# List of tasks
- A) Translate this sentence from the account of a morning run in a state park into Spanish: "The car thermometer said it was 29F as I drove but it was sunny, not windy and looked to be a beautiful mid-November day."
- B) Write a continuation of the account of a morning run in a state park, picking up after its final sentence.

Wonderfully, I slept like a rock and gradually woke up around 7:30 on Saturday.   G and I chatted a bit, sleepily, as we came to the surface under warm covers.  She decided to get up around 8:00 and encouraged me to get up and run.  We both had noted the road to the cabin was narrow with no shoulder and quite a bit of traffic...not a good place to run.  So, she suggested I drive over to the State Park to run trails.  This sounded good, so I pried myself out of the warmth of the covers and got out the door at 8:20 ish.  

The car thermometer said it was 29F as I drove but it was sunny, not windy and looked to be a beautiful mid-November day.  I drove to park entrance, showed them our annual Indiana Parks pass and headed in.  

Just inside the entrance, to my surprise, I saw some "Parking" signs, directing cars to a big flat grassy field.   I saw a couple of folks in shorts on this cold morning.   It all looked familiar.  I pulled into the designated parking area, got out of the car to investigate when I heard a loudspeaker in the distance saying "Three! Two! One! Go!!!!!"    Hmmmm, I say to myself, this might be the race Susan mentioned but I still didn't see anything.   Then a guy came running to a car near me carrying what looked a lot like a race t shirt and I asked "Did a race just start?"  "Yeah, just a minute ago!" and he took off.  

Hmmmm again.  Shoot, let's check this out, I quickly decided, still not seeing anything but finding the situation quite familiar.  It was so chilly, I pulled on an extra long sleeve shirt and started jogging towards the sound, on the other side of a small hill.   

Once cresting the hill, there was a familiar sight.  Streamers and cones along a park road, a small arch with a "Start/Finish" sign on it, several folks standing around.  I decided I had nothing to lose, so turned on my Garmin, reset my Timex watch to zero and ran towards the start/finish line like I knew what I was doing.  Mind you, I had no bib, had not registered, didn't even know when the start time was or if this was the same race Susan had seen advertised.   I just started running.

# Data rows
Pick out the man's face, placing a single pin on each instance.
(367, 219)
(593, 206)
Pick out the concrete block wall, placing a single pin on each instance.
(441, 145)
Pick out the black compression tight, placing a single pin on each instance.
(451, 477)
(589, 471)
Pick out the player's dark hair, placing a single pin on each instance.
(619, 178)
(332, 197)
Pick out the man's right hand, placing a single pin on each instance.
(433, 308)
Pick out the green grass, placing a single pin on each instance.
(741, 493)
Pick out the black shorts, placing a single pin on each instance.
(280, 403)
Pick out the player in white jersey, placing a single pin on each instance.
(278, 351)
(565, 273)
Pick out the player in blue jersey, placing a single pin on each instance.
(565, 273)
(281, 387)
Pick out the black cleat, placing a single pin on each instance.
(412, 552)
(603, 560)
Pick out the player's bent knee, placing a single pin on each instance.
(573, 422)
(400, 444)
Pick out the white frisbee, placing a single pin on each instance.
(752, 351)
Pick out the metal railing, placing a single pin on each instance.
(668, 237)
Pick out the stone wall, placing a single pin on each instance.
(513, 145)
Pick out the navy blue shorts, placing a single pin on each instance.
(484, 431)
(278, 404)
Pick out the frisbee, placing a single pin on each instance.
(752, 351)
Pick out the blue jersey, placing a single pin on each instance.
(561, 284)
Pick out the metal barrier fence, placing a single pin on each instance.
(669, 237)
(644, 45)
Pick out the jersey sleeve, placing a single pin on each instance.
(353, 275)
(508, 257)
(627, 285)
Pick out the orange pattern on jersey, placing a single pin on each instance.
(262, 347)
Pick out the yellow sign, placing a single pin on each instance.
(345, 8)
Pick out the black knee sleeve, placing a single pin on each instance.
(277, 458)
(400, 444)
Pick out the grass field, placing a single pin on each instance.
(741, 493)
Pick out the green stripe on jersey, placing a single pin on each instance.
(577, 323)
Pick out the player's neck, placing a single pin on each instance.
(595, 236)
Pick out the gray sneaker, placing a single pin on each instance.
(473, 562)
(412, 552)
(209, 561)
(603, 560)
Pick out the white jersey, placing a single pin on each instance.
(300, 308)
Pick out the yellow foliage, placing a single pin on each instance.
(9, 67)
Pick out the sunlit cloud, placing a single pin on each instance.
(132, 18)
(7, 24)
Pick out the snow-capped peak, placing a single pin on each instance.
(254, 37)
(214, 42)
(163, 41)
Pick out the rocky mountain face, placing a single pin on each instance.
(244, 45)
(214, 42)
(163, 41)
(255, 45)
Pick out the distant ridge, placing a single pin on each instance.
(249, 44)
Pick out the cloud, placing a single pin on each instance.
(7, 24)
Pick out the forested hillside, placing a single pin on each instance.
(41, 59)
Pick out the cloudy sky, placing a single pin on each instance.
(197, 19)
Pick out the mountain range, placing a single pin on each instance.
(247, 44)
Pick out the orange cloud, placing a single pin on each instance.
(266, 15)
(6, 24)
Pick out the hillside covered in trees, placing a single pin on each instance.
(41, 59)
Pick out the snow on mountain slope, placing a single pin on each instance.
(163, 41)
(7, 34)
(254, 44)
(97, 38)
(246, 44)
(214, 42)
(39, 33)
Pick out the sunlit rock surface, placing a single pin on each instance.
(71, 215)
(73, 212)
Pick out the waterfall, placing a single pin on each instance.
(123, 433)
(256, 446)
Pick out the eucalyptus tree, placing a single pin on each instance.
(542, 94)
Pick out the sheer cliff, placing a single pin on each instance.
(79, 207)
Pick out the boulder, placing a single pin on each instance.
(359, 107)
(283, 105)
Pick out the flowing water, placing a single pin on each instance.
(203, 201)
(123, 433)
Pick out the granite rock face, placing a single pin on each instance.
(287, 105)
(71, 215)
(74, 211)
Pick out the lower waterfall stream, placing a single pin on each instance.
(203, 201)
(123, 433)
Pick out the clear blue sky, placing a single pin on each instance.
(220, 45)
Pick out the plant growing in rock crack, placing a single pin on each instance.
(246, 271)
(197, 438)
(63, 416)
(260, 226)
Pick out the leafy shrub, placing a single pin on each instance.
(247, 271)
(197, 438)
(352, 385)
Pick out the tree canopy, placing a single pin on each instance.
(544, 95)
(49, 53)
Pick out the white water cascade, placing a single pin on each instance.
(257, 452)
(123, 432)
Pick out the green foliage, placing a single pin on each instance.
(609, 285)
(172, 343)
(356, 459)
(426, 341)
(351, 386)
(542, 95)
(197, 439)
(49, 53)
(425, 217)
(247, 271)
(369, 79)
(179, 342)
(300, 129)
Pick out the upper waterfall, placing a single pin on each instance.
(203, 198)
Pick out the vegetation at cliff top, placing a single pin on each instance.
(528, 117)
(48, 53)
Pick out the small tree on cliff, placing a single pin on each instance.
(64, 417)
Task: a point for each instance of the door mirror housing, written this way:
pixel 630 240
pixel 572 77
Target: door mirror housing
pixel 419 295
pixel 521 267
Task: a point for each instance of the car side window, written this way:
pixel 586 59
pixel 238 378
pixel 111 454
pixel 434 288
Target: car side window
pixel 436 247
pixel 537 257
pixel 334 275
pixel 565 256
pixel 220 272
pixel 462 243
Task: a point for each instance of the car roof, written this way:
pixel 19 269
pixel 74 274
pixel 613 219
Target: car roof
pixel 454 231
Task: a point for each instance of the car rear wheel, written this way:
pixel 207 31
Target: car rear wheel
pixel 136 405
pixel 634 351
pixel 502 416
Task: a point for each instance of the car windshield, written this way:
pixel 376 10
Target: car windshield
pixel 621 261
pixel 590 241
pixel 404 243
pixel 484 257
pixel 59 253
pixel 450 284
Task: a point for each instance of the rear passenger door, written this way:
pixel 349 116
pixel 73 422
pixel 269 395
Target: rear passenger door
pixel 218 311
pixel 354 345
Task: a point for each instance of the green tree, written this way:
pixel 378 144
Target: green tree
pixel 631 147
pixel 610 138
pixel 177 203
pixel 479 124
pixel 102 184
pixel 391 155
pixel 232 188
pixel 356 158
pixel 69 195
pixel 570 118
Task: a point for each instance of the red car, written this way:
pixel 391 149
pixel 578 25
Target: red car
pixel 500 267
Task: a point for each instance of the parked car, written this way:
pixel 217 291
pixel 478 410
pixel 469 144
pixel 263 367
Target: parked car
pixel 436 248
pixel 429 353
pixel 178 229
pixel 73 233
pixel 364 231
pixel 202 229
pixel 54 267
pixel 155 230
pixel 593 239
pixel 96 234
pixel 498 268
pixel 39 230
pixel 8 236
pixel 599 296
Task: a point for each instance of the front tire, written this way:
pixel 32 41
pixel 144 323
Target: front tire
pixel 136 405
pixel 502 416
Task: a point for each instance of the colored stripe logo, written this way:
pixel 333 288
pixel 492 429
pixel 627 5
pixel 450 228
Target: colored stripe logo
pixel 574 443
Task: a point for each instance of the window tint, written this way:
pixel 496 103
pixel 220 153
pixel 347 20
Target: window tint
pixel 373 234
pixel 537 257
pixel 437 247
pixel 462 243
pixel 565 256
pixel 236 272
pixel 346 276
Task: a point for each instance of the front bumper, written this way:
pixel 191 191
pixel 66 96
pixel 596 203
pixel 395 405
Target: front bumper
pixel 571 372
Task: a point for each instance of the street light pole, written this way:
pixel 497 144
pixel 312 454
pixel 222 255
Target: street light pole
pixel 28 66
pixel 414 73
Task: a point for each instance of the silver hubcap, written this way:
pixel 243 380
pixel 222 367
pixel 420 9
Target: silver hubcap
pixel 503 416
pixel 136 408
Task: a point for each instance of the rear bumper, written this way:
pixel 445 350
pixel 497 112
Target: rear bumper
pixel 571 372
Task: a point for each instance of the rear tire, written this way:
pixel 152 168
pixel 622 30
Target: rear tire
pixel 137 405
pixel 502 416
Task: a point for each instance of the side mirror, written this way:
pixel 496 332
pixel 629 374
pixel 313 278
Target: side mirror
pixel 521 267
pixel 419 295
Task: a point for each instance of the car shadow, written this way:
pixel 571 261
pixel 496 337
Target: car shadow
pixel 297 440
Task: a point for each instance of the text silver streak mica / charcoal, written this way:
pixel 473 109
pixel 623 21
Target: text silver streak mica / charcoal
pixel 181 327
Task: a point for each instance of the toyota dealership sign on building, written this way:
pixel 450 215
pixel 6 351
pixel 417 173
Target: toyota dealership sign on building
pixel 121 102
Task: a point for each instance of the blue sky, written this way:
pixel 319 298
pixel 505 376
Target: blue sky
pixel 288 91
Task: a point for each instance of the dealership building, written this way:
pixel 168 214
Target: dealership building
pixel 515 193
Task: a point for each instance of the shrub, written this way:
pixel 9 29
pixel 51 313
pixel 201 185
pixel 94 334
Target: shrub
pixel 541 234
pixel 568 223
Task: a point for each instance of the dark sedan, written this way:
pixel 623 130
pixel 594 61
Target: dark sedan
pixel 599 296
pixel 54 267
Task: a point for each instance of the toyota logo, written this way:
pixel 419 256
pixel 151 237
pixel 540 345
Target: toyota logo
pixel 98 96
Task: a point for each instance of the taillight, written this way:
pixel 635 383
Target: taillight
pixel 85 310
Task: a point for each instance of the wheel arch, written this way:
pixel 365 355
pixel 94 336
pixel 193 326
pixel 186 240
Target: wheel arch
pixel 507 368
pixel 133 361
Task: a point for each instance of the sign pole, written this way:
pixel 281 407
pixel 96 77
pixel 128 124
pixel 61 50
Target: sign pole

# The replies
- A) El termómetro del coche marcaba 29 °F mientras conducía, pero hacía sol, no había viento y parecía que iba a ser un hermoso día de mediados de noviembre.

- B)
As I approached the start line, I could see the tail end of the pack going up the first, steep hill and around a curve.  So, I just kept going, didn't ask permission, hit the start button on both watches as I crossed the starting mats and chuckled "Hey, I'm in a race!  I wonder how long it is??!!"   No one standing around said a thing and I didn't pause to ask!!

I quickly caught the tail end walkers and chatted with them as I passed.  The race experience is so familiar!   As I worked past the walkers, I started catching the slower runners; all of us plodding up a very steep hill.  Several were wearing the race T shirt, called "The Hilly Half".   This confirmed I had stumbled onto the race Susan mentioned.   Appropriately named, the first mile was straight up a very steep hill.  Eventually, I saw the "Mile One" marker and was still passing folks.  

But then, I started seeing faster, younger runners coming back at me.  OK, I say to myself, this must be an out and back course!  So, I won't get lost.   But why do I see folks returning already? 

Soon, I saw a big cone on the middle of the park road with a sign "5K Turnaround".  Oh, I'm starting to get it.   This is a 5K...and it might be part of the HM, maybe??  So, when I got to the volunteer at the turnaround, I just asked her.  "Hi!  I got a late start...how do I follow the Half Marathon route?"  She smiled and said "Oh, the half marathon, you're fine, just keep running straight!"   Good...settled the fact this was indeed a HM.  And there was a steady series of orange cones on the park road, so I just kept going, still mostly uphill.   

In another half mile or so, I caught more walkers.  Ah, OK, this is the tail end of the HM, I say, the organizers sent them off first, makes sense.  Again, I'm chatting with them as I pass, enjoying the spectacular fall morning.   In a mile or so, though, I saw more runners coming back at me.  Wow, I say to myself doing some math, these guys must be really fast if I'm at the tail of the HM but seeing the leaders coming back.  It didn't really make much sense, but, hey, I was warm in bed just an hour ago, so I didn't worry much.   

Well, wouldn't you know it, I kept passing people but a bit past the 3 mile marker, there was ANOTHER cone in the middle of the road with the sign "10K Turnaround".  Oy!!  They had a 10K and a 5K and a HM, all going on at the same time!  So, once more I check with the volunteer at the cone and she's very friendly and tells me "Oh, you're fine, just keep on running that way for the Half!"   What a hoot.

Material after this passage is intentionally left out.